• _EXERCISE DIRECTIONS_:
Continue the passage on Mother Teresa, God, and the purpose of doing good from where it stops.
** start of DOCUMENT PASSAGE **
I have had the audacity to question God himself, and so I will voice my question of Mother Teresa, despite the fact that, based on the evidence of what we have done with our lives, I am of a lower order than she, and by rights, ought not to voice such a challenge to a woman who is higher than I. My question, then, is this:
Does it not appear that the person who wrote these words was admitting that she was not being honest?
I cannot and will not say that Mother Teresa did not know God. I will say, and I have this right since my statement is backed up by the Bible, that if she did not know him, it was not the fault of a God who sacrificed himself, giving his own Son, so that she might know him.
**What, then, in your view, is the purpose of doing good? (Slapdash)
People have many reasons for doing good. Some do good because they seek to become good. Others seek the acclamation of others, or escape from the condemnation of their own consciences. Others wisely see the natural benefits of doing good.
I see the purpose of doing good as the submission of myself in the only fitting response to the Supreme Good, who is God.
The question you didn't ask, Slapdash, is "what is good, or the Good?"
I am sometimes deeply ashamed when people admire something that I do as "good", when I know within myself that the action they see is motivated by something that is not good, not love. I have done things that others have admired as "good" with hatred or selfishness or resentment or pride or greed in my heart. They might have been fooled, but God was not.
** end of DOCUMENT PASSAGE **
** start of EXTRACTED INFORMATION **
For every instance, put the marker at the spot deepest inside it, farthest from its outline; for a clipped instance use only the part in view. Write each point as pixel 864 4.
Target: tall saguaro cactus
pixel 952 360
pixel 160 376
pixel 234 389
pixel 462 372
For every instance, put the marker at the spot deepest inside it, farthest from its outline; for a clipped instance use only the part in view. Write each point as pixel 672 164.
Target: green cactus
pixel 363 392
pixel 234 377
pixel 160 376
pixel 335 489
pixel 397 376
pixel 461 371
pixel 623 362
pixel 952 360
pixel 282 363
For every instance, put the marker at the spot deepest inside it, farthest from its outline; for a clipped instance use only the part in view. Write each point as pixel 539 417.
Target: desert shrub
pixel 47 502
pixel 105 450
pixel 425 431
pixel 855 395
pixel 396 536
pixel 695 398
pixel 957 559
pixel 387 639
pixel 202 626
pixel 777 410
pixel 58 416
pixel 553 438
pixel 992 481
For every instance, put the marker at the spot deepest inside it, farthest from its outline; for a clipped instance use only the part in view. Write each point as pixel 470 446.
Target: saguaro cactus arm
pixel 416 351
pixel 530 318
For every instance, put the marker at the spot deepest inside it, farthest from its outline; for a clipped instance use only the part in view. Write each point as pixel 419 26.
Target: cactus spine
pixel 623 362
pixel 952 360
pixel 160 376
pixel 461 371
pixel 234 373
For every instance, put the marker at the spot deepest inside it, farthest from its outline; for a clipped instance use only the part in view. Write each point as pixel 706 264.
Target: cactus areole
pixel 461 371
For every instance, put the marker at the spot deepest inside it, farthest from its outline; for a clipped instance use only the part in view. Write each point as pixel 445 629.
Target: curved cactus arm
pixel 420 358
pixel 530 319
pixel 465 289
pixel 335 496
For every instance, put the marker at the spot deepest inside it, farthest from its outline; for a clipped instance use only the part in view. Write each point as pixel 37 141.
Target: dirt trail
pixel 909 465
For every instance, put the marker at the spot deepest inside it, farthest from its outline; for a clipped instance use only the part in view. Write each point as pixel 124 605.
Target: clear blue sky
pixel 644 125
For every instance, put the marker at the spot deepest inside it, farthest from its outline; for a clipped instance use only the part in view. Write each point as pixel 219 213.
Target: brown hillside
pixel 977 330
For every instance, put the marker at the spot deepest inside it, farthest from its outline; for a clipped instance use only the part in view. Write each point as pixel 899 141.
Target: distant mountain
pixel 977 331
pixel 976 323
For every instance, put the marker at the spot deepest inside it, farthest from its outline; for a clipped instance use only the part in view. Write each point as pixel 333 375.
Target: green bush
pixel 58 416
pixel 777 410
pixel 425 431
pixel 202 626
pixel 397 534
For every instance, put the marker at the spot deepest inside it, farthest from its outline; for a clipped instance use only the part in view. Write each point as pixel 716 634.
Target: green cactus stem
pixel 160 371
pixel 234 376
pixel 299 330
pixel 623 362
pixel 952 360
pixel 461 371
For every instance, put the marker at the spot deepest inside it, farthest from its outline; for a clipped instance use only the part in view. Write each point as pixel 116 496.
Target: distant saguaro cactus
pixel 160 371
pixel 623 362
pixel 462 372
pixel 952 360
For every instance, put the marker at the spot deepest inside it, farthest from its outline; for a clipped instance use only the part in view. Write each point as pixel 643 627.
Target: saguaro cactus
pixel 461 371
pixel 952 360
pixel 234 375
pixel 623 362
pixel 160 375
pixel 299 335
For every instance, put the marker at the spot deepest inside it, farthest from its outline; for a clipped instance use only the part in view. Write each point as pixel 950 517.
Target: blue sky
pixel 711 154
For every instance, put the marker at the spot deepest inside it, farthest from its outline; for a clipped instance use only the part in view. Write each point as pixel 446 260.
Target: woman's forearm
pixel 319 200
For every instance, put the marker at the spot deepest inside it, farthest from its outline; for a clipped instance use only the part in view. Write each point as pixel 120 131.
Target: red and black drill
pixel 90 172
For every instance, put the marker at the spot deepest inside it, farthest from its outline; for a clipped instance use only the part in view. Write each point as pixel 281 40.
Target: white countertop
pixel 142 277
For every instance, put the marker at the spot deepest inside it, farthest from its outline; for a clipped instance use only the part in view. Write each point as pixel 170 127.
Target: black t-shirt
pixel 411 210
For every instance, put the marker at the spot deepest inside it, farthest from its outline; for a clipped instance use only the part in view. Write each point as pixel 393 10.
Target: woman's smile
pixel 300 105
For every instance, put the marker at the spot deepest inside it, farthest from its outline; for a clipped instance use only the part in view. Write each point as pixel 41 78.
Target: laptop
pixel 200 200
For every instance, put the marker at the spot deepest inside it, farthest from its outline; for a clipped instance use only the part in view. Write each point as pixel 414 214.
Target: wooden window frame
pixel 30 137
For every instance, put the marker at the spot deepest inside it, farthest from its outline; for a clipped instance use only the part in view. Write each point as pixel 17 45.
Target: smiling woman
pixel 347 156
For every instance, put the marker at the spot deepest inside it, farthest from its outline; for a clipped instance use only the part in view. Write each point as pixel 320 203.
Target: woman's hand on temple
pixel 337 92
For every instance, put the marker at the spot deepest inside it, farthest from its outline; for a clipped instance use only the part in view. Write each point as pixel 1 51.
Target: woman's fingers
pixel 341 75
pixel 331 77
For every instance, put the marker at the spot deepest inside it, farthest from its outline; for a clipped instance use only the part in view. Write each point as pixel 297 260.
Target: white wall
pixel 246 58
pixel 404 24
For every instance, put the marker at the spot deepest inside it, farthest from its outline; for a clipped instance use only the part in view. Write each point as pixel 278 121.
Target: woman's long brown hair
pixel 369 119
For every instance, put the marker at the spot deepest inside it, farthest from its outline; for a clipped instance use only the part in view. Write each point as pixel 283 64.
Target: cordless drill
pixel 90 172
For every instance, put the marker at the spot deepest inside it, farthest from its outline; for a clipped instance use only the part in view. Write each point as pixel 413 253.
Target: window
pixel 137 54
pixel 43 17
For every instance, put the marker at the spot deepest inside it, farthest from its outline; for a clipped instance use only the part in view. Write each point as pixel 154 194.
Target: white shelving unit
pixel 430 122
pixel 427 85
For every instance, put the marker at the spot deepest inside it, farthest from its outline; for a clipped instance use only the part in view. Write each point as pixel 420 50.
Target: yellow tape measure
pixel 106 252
** end of EXTRACTED INFORMATION **
** start of EXTRACTED INFORMATION **
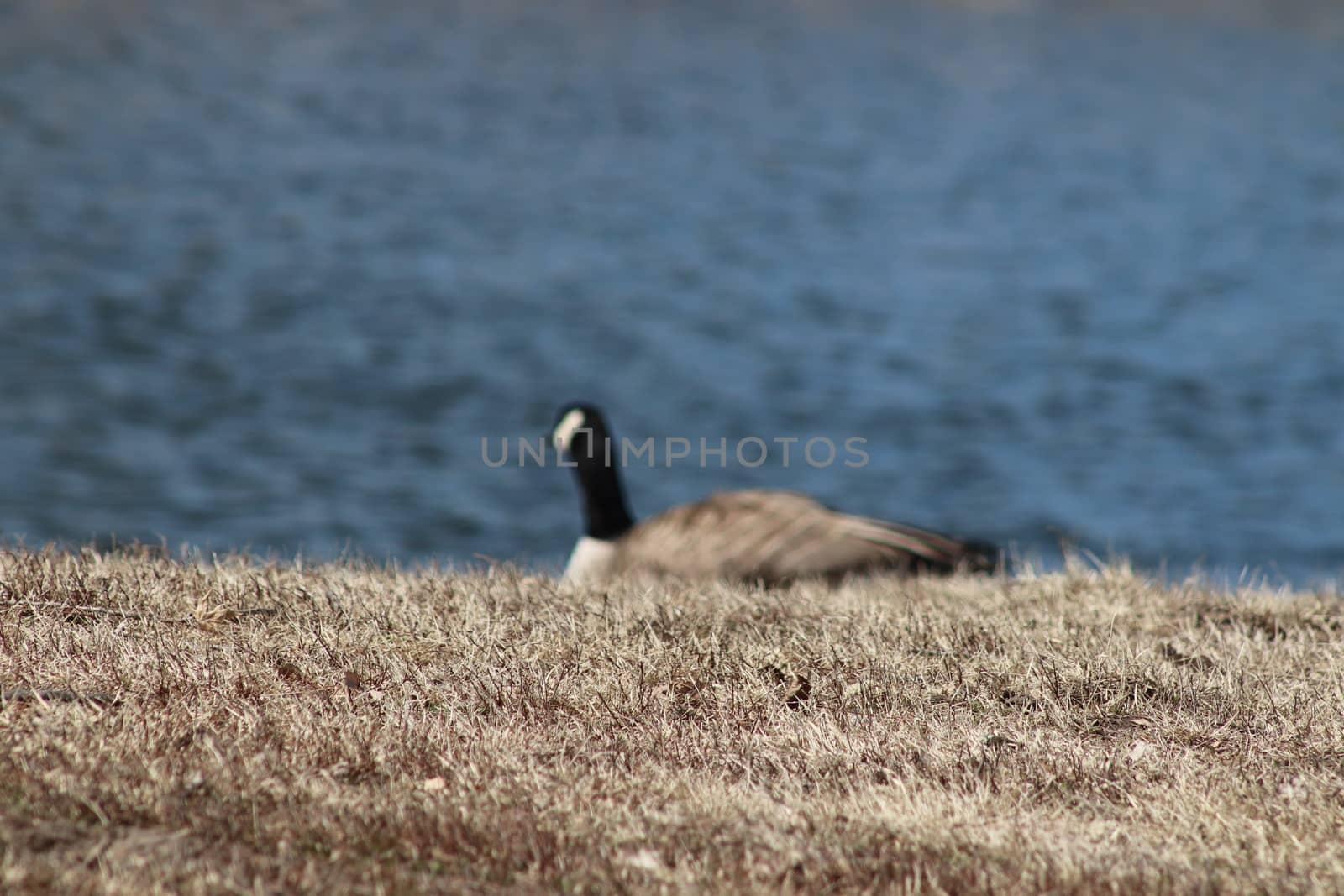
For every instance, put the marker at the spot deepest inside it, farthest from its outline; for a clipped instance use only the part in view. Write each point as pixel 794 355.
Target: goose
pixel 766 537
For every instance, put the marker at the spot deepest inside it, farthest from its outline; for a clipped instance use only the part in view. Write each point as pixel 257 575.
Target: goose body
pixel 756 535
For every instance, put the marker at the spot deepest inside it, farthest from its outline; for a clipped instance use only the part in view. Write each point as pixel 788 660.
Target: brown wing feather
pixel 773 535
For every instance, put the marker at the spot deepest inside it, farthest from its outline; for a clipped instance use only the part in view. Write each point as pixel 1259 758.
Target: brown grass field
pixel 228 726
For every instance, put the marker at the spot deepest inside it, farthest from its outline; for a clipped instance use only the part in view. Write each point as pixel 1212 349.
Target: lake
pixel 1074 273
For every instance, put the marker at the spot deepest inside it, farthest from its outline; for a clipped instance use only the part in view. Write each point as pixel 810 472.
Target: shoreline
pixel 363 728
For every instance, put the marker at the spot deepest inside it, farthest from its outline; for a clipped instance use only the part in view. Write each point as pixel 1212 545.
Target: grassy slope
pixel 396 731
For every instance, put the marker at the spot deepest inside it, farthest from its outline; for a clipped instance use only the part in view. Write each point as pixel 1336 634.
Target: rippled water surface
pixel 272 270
** end of EXTRACTED INFORMATION **
** start of EXTRACTED INFORMATION **
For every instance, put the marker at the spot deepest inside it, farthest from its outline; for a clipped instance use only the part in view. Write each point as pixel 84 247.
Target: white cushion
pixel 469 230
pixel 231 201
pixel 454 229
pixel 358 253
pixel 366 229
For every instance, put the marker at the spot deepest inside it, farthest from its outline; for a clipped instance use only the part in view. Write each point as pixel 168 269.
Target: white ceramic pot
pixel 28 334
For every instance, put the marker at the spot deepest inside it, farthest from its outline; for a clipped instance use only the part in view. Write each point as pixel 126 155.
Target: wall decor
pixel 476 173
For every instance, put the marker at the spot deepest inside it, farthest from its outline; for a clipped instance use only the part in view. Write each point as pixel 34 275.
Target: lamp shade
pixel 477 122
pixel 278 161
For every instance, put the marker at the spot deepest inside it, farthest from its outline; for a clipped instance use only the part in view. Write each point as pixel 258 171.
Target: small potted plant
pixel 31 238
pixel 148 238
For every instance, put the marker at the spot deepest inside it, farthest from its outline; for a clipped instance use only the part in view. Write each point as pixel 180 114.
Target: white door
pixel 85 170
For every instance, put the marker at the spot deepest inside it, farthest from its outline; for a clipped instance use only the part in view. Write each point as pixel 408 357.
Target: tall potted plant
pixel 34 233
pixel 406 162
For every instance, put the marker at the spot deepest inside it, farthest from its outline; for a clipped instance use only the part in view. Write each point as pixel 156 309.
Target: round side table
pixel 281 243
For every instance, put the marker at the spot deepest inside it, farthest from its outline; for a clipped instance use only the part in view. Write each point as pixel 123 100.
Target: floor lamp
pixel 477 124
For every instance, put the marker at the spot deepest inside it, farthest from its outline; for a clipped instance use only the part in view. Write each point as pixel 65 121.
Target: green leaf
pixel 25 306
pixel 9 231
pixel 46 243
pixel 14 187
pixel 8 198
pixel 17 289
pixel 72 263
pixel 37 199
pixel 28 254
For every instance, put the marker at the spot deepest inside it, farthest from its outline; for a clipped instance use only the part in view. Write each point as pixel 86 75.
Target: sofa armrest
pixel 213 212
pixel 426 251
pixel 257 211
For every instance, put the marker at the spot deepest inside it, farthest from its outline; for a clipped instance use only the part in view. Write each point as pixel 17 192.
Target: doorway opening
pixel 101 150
** end of EXTRACTED INFORMATION **
• _RESPONSE_:
Jesus said that there is none good, save God. There is no Good that is separate from Love or Truth.
Mother Teresa, admittedly the best of the best of us, was, if you believe the TIME article, a liar. This doesn't take away from the good things that she did or the beauty of her life, nor does it mean that she didn't know God, but it makes her testimony (as we know it) of the character of God untrustworthy.
Might the woman we call Mother Teresa have been over-passionate in her descriptions of her own feelings, both in private and in public? Perhaps. Might she have been misunderstood, either by her friends or by us? Perhaps. This fact remains: both our knowledge and our lives leave us flatly unable to judge her. We may only commend and admire what she has done. All else may be known and judged only by God.
No matter how high we are on the "good" scale, it's not going to get us to a place where we can meet God. Even the highest and best of us may not know God without doing as you are doing in admitting your doubts and questions, Slapdash, and being honest before him.
**But in trusting that sacrifice, doesn't that mean that you've surrendered your life and have the right type of faith? (Heather)
It is true that I knew (as far as I could know) that God existed before I believed what the Bible said. At the time I was nine years old, so my best requirements for knowing then were naturally somewhat different than what they are now.
The surrender of my life, however, is something that I am still - 23 years later! - struggling to do. Faith is something that is growing in me, but at times, recedes. Yes, I know that God is, but I don't always put my trust in him.
Faith is NOT believing that God exists. Faith is trusting the God that exists. Your faith can't reach any farther than your knowledge. I can only have ANY faith in God BECAUSE I know that he exists. If I didn't know that, then what I'd be left with is a wish, a hope, or a speculation - not faith.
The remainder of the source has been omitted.